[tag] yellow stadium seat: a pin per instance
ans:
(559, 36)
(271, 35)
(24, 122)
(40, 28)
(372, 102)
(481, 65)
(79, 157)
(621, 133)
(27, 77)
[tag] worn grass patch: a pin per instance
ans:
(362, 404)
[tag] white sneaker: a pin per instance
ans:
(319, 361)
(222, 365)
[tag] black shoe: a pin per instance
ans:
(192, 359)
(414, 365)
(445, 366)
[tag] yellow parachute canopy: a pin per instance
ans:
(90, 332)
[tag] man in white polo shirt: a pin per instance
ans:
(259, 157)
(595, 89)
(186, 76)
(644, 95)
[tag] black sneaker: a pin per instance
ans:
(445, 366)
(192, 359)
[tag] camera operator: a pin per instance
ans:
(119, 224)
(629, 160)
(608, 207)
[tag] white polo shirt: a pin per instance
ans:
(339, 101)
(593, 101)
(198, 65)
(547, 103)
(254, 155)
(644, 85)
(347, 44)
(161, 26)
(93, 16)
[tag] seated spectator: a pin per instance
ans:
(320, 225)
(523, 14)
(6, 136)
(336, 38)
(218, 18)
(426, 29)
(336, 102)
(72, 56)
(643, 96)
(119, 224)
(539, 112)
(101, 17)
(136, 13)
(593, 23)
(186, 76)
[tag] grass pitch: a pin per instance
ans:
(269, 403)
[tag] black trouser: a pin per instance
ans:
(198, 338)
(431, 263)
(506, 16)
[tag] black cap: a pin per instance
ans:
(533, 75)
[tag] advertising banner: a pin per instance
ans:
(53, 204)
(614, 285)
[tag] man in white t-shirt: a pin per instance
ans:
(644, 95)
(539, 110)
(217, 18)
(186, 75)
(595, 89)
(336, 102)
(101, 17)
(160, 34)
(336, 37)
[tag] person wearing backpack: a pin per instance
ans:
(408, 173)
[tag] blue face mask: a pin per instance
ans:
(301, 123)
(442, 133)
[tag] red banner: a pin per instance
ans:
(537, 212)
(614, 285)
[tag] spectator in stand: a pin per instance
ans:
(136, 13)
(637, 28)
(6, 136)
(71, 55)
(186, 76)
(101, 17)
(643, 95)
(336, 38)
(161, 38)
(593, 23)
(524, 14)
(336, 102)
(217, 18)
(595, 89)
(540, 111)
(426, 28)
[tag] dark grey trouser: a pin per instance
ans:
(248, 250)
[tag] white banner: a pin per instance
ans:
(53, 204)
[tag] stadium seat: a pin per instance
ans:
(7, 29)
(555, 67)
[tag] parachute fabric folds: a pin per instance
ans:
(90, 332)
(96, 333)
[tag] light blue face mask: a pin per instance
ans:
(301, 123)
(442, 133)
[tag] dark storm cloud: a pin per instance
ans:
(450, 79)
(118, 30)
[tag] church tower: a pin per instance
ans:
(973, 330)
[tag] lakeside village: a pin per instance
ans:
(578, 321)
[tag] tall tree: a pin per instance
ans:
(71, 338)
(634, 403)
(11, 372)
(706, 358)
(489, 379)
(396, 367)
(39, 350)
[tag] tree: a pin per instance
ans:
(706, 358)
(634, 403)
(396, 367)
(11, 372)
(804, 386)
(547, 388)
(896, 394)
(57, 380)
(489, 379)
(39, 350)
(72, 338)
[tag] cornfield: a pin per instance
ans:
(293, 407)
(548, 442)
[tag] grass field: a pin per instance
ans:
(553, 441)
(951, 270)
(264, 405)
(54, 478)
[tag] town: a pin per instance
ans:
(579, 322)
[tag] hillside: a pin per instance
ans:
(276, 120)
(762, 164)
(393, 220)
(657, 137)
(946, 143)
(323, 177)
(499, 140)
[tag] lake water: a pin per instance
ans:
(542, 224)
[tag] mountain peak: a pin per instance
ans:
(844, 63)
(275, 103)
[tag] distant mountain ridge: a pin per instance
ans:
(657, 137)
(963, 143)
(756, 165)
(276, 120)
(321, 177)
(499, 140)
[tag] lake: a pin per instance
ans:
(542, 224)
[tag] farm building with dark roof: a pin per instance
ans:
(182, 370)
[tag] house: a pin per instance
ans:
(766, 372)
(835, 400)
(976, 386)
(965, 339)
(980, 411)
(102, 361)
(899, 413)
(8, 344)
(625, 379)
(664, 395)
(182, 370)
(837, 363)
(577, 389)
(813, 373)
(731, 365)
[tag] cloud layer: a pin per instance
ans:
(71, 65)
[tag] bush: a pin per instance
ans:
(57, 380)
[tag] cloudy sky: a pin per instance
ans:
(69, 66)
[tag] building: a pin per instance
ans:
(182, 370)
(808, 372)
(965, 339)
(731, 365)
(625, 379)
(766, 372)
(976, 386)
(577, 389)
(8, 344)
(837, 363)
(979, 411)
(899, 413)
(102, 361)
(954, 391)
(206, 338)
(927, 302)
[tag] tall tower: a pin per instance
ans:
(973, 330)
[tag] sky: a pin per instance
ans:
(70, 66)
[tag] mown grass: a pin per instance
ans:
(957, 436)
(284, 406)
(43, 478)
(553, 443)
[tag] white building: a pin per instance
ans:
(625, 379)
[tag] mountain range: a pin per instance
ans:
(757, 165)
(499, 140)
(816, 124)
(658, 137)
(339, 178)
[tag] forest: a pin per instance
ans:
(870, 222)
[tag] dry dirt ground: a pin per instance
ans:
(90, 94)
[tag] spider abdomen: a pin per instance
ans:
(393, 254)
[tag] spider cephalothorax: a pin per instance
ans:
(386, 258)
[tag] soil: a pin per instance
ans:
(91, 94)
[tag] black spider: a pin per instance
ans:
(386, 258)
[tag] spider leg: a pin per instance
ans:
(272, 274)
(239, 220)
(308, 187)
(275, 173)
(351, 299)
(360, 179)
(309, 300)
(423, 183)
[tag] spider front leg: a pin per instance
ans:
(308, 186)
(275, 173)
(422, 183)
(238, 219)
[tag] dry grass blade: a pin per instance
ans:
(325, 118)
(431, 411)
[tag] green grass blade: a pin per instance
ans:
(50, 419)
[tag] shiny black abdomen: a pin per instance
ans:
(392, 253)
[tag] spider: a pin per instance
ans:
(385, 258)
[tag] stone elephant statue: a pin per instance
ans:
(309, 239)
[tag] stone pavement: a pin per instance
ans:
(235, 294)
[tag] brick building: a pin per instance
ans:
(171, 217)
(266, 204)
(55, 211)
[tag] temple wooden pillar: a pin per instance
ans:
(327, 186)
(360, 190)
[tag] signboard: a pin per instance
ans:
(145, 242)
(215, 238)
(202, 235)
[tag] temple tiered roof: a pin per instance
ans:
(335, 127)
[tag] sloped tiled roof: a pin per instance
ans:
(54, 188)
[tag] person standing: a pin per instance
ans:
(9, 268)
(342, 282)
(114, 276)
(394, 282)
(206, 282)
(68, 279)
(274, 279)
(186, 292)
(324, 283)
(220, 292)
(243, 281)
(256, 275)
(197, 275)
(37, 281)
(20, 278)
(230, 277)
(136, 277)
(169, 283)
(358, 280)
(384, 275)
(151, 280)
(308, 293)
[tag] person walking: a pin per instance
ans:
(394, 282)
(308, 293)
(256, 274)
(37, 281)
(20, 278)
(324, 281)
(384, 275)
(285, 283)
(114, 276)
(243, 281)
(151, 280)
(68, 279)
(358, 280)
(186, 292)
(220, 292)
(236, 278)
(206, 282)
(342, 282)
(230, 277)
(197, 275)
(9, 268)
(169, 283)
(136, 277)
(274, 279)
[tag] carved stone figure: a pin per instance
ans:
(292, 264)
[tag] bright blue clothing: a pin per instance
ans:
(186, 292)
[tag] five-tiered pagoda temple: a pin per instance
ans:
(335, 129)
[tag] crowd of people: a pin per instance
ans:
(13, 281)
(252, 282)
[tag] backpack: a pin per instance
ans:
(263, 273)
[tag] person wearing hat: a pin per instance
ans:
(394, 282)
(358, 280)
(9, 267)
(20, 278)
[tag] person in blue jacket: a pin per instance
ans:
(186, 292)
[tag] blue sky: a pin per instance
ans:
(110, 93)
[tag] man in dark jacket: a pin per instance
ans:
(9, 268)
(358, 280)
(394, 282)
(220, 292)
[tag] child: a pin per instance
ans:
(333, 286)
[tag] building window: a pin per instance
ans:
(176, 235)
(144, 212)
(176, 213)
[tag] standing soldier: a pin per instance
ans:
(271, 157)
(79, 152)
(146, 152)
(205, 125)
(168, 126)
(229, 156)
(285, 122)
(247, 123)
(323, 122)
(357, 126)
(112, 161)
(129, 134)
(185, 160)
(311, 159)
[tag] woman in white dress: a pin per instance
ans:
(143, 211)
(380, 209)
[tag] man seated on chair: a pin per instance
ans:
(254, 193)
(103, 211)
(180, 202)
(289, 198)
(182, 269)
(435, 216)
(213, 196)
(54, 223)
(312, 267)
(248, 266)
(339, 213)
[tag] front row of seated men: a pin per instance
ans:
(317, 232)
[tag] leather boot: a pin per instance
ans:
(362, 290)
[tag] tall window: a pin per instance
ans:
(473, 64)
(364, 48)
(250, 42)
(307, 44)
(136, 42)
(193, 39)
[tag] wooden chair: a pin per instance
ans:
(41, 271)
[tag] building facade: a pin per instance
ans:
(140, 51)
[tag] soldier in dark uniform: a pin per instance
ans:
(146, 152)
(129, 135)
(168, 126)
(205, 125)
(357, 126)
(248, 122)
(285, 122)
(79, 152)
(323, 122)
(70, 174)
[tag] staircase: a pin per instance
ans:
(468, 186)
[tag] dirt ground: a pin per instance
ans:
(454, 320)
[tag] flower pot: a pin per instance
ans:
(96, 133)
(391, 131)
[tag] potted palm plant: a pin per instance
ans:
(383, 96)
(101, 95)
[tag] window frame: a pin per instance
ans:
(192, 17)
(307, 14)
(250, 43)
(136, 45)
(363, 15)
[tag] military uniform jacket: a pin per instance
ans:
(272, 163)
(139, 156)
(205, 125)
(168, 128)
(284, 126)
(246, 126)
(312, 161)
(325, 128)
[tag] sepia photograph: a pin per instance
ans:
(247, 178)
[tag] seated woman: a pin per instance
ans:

**What to work on:** Beginning at the line where "[tag] soldier in" appears, extract each line through the end of the data above; keep them exact and include nothing else.

**Solved exercise:**
[tag] soldier in dark uniform: a pin per instance
ans:
(146, 152)
(129, 135)
(168, 126)
(205, 125)
(357, 126)
(248, 122)
(285, 122)
(79, 152)
(323, 122)
(70, 174)
[tag] staircase: a pin per instance
ans:
(468, 186)
[tag] dirt ground: a pin per instance
ans:
(454, 320)
[tag] flower pot: a pin per instance
ans:
(96, 133)
(391, 131)
[tag] potted palm plant: a pin per instance
ans:
(383, 96)
(101, 95)
[tag] window frame: a pin per instance
ans:
(192, 17)
(307, 14)
(250, 43)
(136, 45)
(363, 15)
[tag] military uniform jacket: a pin per instance
ans:
(272, 163)
(139, 156)
(205, 125)
(168, 128)
(284, 126)
(246, 126)
(312, 161)
(325, 128)
[tag] sepia photograph: a pin per instance
ans:
(247, 178)
[tag] seated woman: a pin per instance
ans:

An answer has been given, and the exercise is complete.